Dataset excerpts on object pointing:
■ ■ ■ ■ ■ ■ ■

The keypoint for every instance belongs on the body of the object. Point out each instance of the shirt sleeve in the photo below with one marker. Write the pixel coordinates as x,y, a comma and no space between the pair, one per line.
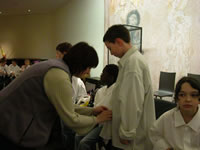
156,136
58,88
131,95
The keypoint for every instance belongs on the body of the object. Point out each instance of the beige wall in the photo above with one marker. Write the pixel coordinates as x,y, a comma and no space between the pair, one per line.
82,21
27,36
36,36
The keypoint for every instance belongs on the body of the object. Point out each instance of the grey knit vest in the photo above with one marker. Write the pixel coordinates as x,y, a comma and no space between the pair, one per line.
26,114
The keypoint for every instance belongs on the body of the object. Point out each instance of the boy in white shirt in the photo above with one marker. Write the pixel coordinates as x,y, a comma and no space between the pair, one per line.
179,128
14,69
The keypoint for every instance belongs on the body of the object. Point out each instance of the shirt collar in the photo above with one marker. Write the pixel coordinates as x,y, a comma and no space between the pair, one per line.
122,61
194,123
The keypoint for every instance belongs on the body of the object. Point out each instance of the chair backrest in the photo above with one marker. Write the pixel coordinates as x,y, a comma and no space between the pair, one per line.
167,81
161,106
195,76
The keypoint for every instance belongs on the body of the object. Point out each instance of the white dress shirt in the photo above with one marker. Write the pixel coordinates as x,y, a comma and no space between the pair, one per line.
14,70
132,103
103,96
171,131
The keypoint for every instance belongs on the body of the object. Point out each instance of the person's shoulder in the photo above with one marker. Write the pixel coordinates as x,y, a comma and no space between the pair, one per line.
168,114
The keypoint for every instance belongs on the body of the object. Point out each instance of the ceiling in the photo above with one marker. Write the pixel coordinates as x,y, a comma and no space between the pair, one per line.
21,7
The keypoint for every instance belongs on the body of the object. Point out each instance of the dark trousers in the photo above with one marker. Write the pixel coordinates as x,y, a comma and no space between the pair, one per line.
8,145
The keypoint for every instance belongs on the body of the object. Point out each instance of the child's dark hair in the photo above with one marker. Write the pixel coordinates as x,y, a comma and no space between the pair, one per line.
80,57
63,47
193,83
117,31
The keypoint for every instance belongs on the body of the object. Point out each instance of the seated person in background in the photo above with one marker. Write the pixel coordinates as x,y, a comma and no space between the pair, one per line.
26,65
4,70
14,69
102,97
179,128
29,115
4,73
77,84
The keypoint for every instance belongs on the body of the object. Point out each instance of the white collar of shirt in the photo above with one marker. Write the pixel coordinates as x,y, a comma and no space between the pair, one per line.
122,61
193,124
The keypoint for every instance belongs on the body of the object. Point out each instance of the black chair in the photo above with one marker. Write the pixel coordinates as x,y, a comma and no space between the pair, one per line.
161,106
166,85
195,76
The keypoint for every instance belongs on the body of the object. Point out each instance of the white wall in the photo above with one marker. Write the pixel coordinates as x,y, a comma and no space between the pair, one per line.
28,36
36,36
82,20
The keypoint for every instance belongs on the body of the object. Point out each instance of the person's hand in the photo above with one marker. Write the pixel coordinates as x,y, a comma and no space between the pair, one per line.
99,109
105,115
125,142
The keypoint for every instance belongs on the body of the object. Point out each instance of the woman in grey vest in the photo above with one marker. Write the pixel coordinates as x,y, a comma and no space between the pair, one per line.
31,105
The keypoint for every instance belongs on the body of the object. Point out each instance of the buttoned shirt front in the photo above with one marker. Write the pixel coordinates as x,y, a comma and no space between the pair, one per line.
171,131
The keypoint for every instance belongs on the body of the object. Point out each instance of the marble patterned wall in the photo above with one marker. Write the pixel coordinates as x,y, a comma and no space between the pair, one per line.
171,34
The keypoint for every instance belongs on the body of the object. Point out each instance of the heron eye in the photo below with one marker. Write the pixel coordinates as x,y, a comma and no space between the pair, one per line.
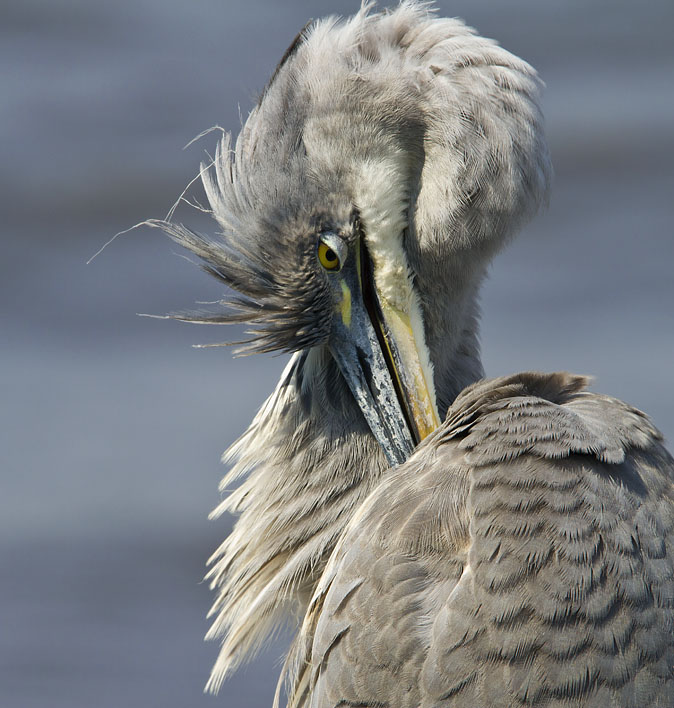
327,257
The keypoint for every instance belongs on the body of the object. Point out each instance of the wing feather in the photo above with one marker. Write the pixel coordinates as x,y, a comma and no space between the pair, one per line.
524,555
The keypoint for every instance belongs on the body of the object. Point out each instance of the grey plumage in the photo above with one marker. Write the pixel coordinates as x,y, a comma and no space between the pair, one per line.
417,148
525,554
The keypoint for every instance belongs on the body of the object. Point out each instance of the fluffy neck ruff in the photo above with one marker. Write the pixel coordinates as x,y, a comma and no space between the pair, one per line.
309,460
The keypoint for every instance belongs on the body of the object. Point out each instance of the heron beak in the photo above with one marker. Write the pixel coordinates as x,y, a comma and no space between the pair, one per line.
375,347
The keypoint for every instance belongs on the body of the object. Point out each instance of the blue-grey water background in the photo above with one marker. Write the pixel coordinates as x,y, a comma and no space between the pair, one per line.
111,426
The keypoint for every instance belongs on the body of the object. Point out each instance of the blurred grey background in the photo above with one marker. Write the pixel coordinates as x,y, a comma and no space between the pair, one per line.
111,426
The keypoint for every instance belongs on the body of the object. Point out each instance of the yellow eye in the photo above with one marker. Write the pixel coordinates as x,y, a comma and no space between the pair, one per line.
328,258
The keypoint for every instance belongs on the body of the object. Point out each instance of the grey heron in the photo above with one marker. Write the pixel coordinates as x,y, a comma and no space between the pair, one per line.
441,539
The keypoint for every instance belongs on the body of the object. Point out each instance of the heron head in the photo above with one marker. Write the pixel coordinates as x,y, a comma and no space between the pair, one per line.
360,206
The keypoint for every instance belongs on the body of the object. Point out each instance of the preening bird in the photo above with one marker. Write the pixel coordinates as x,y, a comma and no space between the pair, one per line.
441,539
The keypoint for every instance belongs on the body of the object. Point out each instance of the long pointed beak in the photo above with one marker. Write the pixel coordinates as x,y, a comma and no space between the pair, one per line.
378,353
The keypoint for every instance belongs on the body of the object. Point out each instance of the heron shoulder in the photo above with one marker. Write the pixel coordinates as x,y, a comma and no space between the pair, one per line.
524,554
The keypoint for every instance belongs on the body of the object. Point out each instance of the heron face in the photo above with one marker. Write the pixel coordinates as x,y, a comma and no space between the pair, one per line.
374,345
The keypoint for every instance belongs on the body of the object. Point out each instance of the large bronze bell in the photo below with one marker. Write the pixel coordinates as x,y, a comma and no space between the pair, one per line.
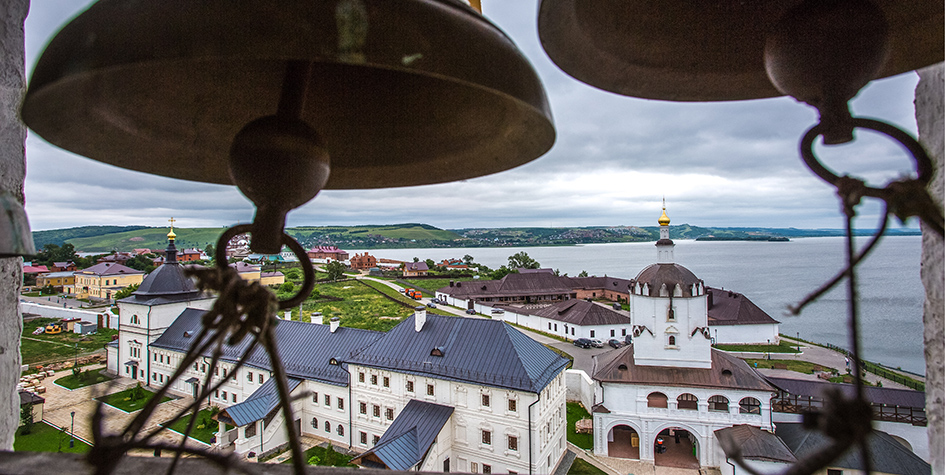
712,50
383,93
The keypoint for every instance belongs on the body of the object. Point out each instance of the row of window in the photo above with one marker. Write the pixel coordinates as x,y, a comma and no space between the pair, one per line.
340,429
340,400
385,382
747,405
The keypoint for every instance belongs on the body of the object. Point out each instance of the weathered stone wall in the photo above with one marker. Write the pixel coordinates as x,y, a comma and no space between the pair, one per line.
929,105
12,171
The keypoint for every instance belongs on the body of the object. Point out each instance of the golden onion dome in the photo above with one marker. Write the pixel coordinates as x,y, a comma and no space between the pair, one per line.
664,220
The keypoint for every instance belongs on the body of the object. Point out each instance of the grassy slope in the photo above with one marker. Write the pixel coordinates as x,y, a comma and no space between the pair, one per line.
46,438
39,348
577,412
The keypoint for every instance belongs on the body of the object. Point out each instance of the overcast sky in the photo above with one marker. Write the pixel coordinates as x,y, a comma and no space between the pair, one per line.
718,164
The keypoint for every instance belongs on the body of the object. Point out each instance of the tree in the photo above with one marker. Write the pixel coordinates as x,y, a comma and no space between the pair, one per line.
502,272
126,292
335,269
26,417
521,260
141,263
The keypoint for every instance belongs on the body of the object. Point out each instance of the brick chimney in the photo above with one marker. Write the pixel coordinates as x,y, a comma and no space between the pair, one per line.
419,318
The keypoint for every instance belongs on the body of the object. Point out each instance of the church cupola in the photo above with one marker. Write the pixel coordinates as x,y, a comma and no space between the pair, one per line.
665,245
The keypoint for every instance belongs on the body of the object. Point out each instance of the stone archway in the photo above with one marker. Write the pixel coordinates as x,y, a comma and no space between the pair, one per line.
680,448
623,442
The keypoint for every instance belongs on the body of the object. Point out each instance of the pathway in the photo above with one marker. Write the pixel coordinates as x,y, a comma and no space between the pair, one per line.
61,402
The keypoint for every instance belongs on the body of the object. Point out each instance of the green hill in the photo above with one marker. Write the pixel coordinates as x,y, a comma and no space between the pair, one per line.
151,238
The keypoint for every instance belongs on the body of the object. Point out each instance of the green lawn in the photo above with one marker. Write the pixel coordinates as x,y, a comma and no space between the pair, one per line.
204,426
580,467
577,412
799,366
48,348
122,400
783,347
325,456
46,438
85,378
434,284
360,306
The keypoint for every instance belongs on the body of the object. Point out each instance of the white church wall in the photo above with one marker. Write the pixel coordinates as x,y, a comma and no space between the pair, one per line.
580,387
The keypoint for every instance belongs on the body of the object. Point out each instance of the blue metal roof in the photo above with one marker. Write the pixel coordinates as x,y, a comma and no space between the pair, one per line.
306,349
260,404
409,437
479,351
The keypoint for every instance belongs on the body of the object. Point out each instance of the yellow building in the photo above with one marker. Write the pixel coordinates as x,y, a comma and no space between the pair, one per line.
57,280
271,278
103,280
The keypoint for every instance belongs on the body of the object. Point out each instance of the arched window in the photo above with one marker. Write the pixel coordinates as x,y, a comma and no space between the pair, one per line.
749,405
687,401
718,403
656,400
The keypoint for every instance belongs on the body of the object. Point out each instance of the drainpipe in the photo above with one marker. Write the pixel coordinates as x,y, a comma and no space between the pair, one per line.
350,415
147,341
530,432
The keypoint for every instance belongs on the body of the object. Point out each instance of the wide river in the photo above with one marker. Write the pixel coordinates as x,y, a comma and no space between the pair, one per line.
772,274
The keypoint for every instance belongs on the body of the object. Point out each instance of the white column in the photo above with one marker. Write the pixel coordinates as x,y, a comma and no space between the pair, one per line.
929,115
12,172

■ ■ ■ ■ ■ ■ ■

■ **Given problem**:
Every line from the line containing "the green lawn" to the last line of the material above must be repeated exactly, and no other line.

■ **Solution**:
The keypoint for every instance belongs on the body of the object. Point out each instance of the green lawn in the photo above with one marker. Write the pixel coordinates as x,y, a comma and no space between the pair, one per line.
204,426
580,467
577,412
799,366
48,348
122,400
783,347
325,456
46,438
85,378
434,284
360,306
The keypoint for every instance belongs on the body of the object. Point out each instance of the white church wall in the photo above with one marker. Write the pixel coordinates as x,y, a comma and no space between the pair, one per line.
580,387
The keypoint for every instance belongs on the body of the object. Point out each instance of the blue metal roof in the photo above with one marker. Write the pixel coordinates as x,y, a comma and no space between the pair, one per line.
306,349
260,404
409,437
479,351
The keypoint for every instance belongs on the body of the object. Point out each instance of the yellow building in the photo above with one marker. Write the pixel coordinates as x,y, a comma and no space between the pair, one per line.
57,280
271,278
103,280
The keypoint for every instance belongs on the body of the object. Point out each instance of the arched window in the photo above with one marker. Write the pixel coordinates as x,y, a comma and no space between the pair, one per line.
749,405
687,401
718,403
656,400
The keypoint for every instance belongs on the body of the object. Point out each instance of the drainpipe in the photo above with one marker. Write the pixel coordinates as x,y, a comma and no space between the pair, one per line.
350,415
147,341
530,432
The keypoint for every instance belongs on the body of the object. Point out each instance of the wide river in the photo above with one marker. Write the pixel coordinates as x,y, a comma and no space between the pair, one per line.
772,274
The keypoint for every instance belongs on the body of the object. Point out each instance of the white column in the photo above with one marker. Write the pixel coordinates as x,y, a comma and no space between the pair, one per line.
929,115
12,172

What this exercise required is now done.